---------- Potongan Teks ----------

JATIMTIMES - Mantan Menteri Kesehatan (Menkes) Terawan Agus Putranto telah diberhentikan dari keanggotaan Ikatan Dokter Indonesia (IDI) oleh MKEK (Majelis Kehormatan Etik Kedokteran). Hasil keputusan MKEK pasca-rapat pleno MKEK IDI pada 8 Februari 202 yang merekomendasikan pemecatan Terawan pun beredar luas di media sosial.
Pemecatan Terawan dari keanggotaan IDI ini lantas mendapat banyak respons dari berbagai pihak. Terlebih, Terawan sempat mendapat gelar profesor kehormatan ilmu pertahanan bidang kesehatan militer dari Universitas Pertahanan (Unhan).

----------

▶ **Daftar Tugas**:
• A. Jawablah tiga pertanyaan berdasarkan potongan teks:
(i) Jabatan menteri apa yang dahulu dipegang Terawan?
(ii) Lembaga apa yang memberhentikan Terawan dari keanggotaan IDI?
(iii) Gelar apa yang sempat diterima Terawan dari Universitas Pertahanan?
• B. Bagaimana kalimat dari potongan teks ini dalam bahasa Inggris: "Pemecatan Terawan dari keanggotaan IDI ini lantas mendapat banyak respons dari berbagai pihak."?
Baris-baris data tidak berperan apa pun di sini.

---------- Cuplikan Baris ----------

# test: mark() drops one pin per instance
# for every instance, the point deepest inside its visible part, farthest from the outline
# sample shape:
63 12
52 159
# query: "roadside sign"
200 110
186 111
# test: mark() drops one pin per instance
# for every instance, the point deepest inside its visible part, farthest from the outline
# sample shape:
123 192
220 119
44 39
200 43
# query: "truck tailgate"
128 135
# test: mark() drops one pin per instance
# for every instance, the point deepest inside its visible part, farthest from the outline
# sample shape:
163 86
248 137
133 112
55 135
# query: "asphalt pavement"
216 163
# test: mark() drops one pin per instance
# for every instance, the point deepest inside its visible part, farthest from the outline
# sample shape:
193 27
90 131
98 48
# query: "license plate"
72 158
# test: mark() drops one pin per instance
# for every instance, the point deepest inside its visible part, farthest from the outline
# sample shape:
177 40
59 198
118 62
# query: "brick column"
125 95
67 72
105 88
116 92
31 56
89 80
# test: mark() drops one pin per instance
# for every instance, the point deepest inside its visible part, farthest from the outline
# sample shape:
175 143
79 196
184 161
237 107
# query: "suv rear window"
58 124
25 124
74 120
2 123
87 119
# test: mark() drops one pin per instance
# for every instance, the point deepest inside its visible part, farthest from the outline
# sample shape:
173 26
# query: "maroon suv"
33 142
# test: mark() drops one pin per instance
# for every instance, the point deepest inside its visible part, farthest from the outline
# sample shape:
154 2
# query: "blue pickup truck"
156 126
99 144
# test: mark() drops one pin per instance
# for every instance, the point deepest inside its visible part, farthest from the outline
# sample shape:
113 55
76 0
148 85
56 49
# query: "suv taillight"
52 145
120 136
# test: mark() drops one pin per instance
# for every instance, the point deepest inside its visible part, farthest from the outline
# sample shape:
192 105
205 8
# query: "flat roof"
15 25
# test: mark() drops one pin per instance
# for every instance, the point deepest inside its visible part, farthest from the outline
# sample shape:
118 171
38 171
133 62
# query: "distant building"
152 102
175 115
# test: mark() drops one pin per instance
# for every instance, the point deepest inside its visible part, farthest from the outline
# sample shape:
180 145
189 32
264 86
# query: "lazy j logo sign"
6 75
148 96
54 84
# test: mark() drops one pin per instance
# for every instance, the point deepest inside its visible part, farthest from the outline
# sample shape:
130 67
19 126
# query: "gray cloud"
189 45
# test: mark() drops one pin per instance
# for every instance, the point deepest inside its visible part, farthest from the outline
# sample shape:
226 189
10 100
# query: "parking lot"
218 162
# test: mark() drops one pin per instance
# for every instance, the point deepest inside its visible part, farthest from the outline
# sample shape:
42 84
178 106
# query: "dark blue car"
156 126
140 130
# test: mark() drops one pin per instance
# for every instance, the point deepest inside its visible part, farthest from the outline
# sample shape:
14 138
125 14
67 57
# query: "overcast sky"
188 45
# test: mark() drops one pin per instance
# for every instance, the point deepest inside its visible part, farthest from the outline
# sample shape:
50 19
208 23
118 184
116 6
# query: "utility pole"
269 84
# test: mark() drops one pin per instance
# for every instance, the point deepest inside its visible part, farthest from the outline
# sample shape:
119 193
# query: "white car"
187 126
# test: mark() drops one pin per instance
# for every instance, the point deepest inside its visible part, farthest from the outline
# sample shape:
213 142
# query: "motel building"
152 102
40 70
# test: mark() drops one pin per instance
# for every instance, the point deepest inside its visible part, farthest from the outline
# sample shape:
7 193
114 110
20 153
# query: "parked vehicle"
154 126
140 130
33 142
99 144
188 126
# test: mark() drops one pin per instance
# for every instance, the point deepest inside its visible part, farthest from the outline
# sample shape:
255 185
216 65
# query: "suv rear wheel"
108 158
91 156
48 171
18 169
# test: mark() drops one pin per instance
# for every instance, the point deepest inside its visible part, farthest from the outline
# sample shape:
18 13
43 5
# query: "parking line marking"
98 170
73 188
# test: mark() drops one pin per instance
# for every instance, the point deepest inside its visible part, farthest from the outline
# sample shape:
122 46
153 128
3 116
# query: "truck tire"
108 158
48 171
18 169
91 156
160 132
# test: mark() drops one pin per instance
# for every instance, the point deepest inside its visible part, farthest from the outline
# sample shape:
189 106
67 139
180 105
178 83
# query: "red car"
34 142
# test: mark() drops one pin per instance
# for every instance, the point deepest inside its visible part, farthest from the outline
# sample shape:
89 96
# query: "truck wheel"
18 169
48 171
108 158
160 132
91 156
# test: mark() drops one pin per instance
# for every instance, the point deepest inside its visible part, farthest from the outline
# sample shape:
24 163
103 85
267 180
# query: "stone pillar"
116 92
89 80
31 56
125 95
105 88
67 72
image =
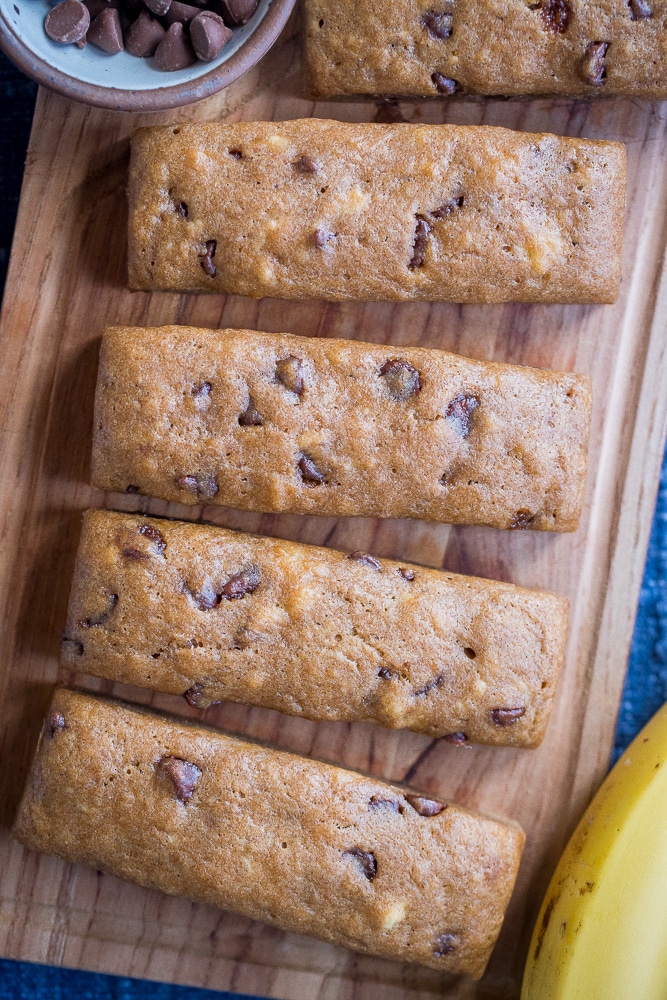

----------

▶ **Hasil Berurutan**:
• A.
(i) Menteri Kesehatan (Menkes)
(ii) MKEK (Majelis Kehormatan Etik Kedokteran)
(iii) Profesor kehormatan ilmu pertahanan bidang kesehatan militer

• B. Terawan's dismissal from IDI membership then drew many responses from various parties.